Stored records:
----------
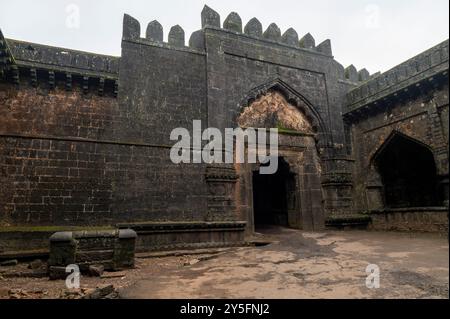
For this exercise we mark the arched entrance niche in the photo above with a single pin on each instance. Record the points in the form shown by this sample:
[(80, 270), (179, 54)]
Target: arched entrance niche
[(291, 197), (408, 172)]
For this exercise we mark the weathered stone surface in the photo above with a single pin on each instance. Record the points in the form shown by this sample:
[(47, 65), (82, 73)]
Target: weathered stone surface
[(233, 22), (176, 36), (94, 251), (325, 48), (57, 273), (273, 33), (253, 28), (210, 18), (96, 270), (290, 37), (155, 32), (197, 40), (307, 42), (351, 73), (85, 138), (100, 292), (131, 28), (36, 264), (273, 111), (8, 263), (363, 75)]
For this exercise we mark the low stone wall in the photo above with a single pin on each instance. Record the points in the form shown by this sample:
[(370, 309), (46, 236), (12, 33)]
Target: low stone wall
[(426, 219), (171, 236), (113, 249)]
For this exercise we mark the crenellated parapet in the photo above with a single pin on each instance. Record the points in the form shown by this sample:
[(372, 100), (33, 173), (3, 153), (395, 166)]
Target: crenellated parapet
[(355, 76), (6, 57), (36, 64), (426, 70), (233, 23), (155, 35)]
----------
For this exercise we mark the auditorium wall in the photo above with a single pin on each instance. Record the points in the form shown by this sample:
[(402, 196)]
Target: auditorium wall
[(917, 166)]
----------
Given request: Render the lines of the records from the line with "For this exercise we mark the weathered" to the line with "263), (363, 75)]" as a Markdown table with the columns Row and Line. Give each line its own numbered row, and leave out blank lines.

Solution to the problem:
| Row | Line |
|---|---|
| 1 | For this exercise we mark the weathered stone surface in the photo above with a single pin on each instance. Record the points in the form shown by this sample: |
| 2 | [(47, 65), (82, 73)] |
| 3 | Target: weathered stone surface |
| 4 | [(233, 22), (176, 36), (94, 251), (325, 48), (57, 273), (273, 33), (253, 28), (210, 18), (96, 270), (290, 37), (155, 32), (197, 40), (307, 42), (351, 73), (85, 138), (100, 292), (131, 28), (36, 264), (273, 111), (8, 263), (363, 75)] |